• [THE PROBLEM]: Rewrite the lines of the records from the one containing "range. Return only the coordinates." through the end of the records, keeping the requests. Multiply every coordinate in the answers by 1.95 and round each to a whole number, rounding halves up.

#### MATERIAL FOR THE TASK

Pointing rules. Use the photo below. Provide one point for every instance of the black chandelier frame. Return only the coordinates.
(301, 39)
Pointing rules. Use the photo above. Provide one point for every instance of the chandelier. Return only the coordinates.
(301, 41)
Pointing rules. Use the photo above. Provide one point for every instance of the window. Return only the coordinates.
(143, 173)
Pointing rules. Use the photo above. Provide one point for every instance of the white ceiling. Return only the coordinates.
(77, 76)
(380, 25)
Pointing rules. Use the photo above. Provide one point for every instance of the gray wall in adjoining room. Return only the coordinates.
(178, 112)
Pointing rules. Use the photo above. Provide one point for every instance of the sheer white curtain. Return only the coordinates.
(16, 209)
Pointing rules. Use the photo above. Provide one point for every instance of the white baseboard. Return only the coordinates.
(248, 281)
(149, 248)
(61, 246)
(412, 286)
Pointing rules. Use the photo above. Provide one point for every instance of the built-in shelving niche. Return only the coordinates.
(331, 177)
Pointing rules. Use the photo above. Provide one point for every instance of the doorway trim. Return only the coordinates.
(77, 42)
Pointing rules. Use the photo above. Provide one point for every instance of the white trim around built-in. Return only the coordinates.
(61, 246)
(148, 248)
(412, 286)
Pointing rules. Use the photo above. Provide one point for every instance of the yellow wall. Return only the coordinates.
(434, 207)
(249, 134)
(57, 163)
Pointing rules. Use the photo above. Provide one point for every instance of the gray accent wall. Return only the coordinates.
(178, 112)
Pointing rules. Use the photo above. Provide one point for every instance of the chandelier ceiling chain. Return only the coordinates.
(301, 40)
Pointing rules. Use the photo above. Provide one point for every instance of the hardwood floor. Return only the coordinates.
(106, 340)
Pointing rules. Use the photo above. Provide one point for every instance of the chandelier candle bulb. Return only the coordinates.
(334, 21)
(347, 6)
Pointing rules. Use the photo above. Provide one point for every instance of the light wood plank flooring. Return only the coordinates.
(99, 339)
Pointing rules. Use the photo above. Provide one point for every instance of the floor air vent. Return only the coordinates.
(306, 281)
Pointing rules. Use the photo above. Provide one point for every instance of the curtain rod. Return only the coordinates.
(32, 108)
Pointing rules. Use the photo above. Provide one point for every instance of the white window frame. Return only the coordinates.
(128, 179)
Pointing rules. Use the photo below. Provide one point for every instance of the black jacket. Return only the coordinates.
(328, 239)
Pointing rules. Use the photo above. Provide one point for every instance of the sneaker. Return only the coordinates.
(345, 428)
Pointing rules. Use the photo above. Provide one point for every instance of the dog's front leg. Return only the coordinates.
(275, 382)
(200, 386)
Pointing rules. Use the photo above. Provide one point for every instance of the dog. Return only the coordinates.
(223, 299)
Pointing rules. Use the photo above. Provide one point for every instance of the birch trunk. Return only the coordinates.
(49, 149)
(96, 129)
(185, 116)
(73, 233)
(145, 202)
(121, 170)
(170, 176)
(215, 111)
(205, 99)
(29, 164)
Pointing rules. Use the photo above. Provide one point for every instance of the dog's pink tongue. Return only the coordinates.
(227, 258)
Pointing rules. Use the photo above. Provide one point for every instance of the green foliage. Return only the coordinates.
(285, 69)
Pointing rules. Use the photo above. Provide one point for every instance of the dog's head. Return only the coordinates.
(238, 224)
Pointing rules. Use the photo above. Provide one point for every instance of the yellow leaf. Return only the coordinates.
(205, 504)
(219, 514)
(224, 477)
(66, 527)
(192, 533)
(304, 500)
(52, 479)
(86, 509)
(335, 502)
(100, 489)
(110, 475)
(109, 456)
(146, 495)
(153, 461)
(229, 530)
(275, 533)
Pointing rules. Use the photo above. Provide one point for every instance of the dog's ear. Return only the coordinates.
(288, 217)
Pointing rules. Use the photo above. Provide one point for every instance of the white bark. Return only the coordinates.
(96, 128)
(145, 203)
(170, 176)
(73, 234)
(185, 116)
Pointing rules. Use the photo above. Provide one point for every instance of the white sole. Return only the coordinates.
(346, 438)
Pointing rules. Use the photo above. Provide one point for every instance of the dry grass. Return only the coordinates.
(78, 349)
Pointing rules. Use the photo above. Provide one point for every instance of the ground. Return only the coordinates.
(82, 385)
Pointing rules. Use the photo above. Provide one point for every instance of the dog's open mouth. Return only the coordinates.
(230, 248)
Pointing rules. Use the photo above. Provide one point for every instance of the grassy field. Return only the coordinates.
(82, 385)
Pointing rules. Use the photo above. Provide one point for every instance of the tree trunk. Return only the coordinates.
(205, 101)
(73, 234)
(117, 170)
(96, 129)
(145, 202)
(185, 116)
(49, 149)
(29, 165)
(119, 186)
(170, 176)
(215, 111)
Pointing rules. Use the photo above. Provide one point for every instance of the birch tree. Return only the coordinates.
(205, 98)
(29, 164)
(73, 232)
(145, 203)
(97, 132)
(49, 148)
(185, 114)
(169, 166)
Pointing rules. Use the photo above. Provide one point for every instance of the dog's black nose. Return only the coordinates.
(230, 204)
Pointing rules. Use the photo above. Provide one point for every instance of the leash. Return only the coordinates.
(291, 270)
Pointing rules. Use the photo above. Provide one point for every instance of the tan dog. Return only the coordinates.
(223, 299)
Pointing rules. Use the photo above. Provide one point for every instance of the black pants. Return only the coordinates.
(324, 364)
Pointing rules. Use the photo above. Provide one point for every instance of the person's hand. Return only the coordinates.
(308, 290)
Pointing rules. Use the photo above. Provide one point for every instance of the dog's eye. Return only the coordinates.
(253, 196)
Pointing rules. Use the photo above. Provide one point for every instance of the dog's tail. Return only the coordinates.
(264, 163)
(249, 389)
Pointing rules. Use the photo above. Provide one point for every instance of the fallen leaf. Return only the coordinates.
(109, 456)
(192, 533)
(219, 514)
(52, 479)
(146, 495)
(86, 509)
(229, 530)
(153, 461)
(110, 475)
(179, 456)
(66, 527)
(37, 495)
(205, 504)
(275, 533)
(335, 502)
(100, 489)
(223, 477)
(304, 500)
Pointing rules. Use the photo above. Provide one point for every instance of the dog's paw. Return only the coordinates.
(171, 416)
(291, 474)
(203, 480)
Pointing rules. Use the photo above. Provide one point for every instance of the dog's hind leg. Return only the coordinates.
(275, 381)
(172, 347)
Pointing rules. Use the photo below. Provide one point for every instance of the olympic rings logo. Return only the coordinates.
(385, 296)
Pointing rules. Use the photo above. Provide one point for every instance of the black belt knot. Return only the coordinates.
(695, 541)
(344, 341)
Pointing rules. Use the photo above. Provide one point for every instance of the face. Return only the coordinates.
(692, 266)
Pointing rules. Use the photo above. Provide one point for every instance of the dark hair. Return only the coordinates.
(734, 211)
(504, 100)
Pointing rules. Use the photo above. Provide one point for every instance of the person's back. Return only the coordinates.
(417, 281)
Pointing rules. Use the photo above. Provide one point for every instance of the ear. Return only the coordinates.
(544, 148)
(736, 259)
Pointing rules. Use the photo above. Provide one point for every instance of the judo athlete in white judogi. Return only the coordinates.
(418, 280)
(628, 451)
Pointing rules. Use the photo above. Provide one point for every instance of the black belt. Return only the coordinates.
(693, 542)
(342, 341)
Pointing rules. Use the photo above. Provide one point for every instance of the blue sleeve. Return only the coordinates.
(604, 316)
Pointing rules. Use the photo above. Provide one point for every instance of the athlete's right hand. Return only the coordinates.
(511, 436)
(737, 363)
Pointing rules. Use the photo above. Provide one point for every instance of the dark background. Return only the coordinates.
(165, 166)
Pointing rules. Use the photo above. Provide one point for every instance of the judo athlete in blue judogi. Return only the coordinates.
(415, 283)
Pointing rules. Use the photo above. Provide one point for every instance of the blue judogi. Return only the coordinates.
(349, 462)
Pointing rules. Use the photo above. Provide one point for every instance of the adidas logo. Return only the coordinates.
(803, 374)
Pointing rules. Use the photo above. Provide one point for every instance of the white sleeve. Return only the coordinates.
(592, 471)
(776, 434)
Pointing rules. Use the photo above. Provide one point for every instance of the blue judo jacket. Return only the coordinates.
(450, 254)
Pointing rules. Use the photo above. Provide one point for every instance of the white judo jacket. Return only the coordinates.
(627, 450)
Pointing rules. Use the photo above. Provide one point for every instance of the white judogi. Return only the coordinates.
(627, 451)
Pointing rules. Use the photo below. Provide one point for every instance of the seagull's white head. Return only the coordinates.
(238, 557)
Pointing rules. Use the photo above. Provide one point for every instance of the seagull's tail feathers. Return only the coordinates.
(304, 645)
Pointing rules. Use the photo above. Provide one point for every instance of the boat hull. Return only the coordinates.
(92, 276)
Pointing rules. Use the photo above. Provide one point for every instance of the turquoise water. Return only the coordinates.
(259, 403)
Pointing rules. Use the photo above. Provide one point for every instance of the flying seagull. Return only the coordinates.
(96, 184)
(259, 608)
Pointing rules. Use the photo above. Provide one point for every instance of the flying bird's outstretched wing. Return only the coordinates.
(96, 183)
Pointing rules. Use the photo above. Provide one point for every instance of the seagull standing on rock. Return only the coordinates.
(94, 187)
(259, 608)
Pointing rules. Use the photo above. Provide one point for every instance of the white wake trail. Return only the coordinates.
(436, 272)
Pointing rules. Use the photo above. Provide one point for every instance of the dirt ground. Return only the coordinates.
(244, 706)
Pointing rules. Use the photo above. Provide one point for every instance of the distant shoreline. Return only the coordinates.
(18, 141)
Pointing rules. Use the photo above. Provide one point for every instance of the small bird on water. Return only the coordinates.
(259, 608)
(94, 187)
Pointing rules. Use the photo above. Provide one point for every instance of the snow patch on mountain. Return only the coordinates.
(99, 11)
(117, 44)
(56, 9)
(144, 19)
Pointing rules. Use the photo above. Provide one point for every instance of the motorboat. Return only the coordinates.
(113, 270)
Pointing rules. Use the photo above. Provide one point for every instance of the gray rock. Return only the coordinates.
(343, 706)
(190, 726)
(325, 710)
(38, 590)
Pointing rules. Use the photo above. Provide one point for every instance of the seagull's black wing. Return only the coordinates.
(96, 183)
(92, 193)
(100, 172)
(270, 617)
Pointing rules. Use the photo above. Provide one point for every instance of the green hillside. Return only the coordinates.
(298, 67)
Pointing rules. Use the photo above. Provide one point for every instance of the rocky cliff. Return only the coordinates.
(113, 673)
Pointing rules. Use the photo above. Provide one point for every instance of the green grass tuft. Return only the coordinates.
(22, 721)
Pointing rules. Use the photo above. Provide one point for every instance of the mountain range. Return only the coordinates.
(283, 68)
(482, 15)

########

• [COMPLETED EXERCISE]:
Pointing rules. Use the photo above. Provide one point for every instance of the mountain range. Return only the coordinates.
(552, 133)
(940, 29)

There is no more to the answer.